* Passage to read:
########################################

X is a random variable with distribution $\frac3{\theta^3} x^2 {1}_{(0,\theta)}$. We want to test the hypotheses: $H_0: \theta = 1$ vs. $H_1: \theta = 1.1$ with significance level $\alpha$ = $P(\text{reject }H_0| H_0 \text{ is true})$. We gather $n$ = 100 observations.

Okay, we perform the likelihood ratio test: $$ \Lambda = \frac{L(x_i,\theta_1)}{L(x_i\theta_0)} = \frac{(\frac{3}{1.1^3})^n(\Pi x_i)^2 1_{(0,1.1)}}{3^n(\Pi x_i)^2 1_{(0,1)}} = \begin{cases} c_n, & \text{if $\max x_i \leq 1$} \\ +\infty, & \text{if $\max x_i \geq 1$} \\ \end{cases} $$ Where $c_n = (\frac 1{1.1^{3n}}) = c_{100} = c$

I get trouble attempting to match the hypothesis level: the test should go like this: reject $H_0$ is $\Lambda$ > $C = C(\alpha)$.

########################################

* Rows:
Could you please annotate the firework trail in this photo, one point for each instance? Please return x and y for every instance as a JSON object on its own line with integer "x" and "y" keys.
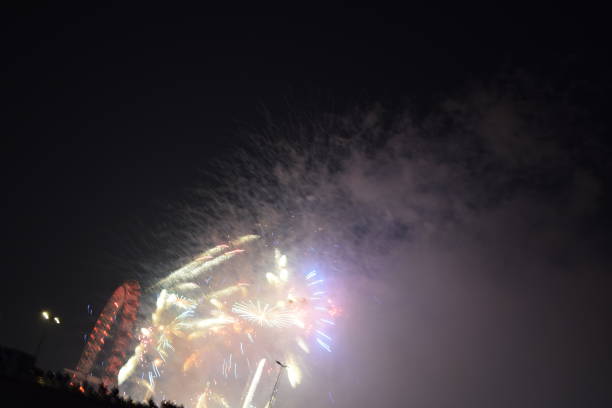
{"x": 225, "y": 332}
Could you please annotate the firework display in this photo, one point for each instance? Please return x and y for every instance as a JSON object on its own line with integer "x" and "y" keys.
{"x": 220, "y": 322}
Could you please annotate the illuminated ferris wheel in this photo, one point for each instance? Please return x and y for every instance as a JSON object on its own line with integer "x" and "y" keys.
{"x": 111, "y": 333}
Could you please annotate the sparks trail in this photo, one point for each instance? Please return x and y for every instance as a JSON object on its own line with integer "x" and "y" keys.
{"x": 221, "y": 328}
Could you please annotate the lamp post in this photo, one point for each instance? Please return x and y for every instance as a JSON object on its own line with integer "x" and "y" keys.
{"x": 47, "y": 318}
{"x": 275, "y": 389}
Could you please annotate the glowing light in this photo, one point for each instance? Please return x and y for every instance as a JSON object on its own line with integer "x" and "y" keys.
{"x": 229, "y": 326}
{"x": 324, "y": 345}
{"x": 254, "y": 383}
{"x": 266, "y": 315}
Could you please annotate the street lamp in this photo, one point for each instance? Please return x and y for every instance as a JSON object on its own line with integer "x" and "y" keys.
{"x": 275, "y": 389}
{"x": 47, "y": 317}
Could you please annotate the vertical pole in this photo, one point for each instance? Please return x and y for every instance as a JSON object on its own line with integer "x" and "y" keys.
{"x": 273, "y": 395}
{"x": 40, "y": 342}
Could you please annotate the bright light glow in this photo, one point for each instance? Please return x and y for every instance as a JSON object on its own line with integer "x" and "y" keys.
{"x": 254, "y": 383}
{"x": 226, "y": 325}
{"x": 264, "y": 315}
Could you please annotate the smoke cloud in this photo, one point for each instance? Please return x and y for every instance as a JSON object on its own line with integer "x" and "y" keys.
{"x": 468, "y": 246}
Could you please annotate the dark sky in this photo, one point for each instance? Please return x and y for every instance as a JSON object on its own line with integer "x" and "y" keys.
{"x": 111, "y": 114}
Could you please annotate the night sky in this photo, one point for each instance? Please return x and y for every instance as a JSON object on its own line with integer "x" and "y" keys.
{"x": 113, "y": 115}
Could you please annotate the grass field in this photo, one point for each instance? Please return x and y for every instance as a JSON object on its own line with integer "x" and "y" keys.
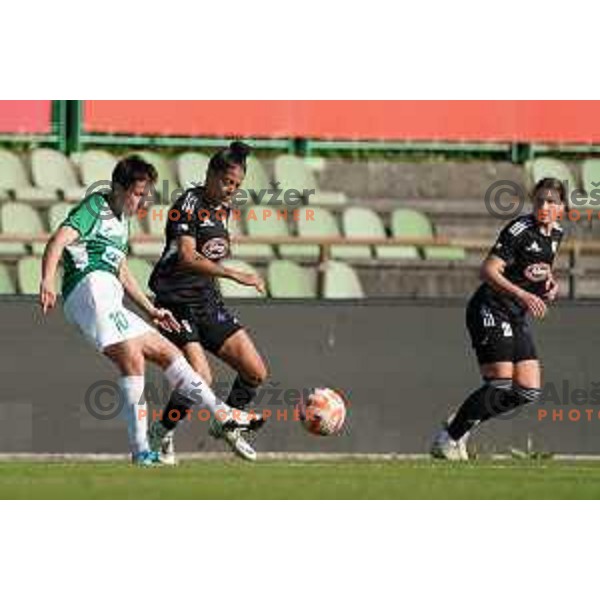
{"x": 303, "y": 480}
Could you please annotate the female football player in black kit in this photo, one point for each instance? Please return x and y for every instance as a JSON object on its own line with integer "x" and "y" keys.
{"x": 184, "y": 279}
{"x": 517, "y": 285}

########################################

* Requirements:
a – In the entries, starting at the line containing "Could you please annotate the female" and ending at the last line of the entries, rename "black kit" to "white kit" and write out those lines with nothing else changed.
b – Continue the passage on the likelihood ratio test from the point where it stops.
The entries have no connection to the text.

* Responses for each task:
a –
Could you please annotate the female football player in white kit in this photo, one point for each instance? Please return x and y for every instance as a JSON object on its own line with integer "x" and "y" keys.
{"x": 184, "y": 279}
{"x": 517, "y": 285}

b –
If $C < c$ we always reject $H_0$. Therefore significance level is 1. if $C > c$ we reject the null hypothesis only if $\max x_i > 1$. But under $H_0$ this never happens, therefore $\alpha = 0$

The power of the test is $\pi = 1 - P(\text{do not reject } H_0| H_1 \text{ is true}) = \text{either } 1 \text{ or some other constant, which I have calculated to be ~~$1-0.75^n$, depending on $C >< c$}$

So, first of all, can somebody please verify whether I have made any significant mistakes? (I may have gotten some number wrong, but am I conceptually correct?)

How do I calculate $C = C(\alpha)?$ What is the precise significance and power of this test for, say $\alpha = 0.01$? The fact the the test is so "$\alpha$-independent" makes me suspicious.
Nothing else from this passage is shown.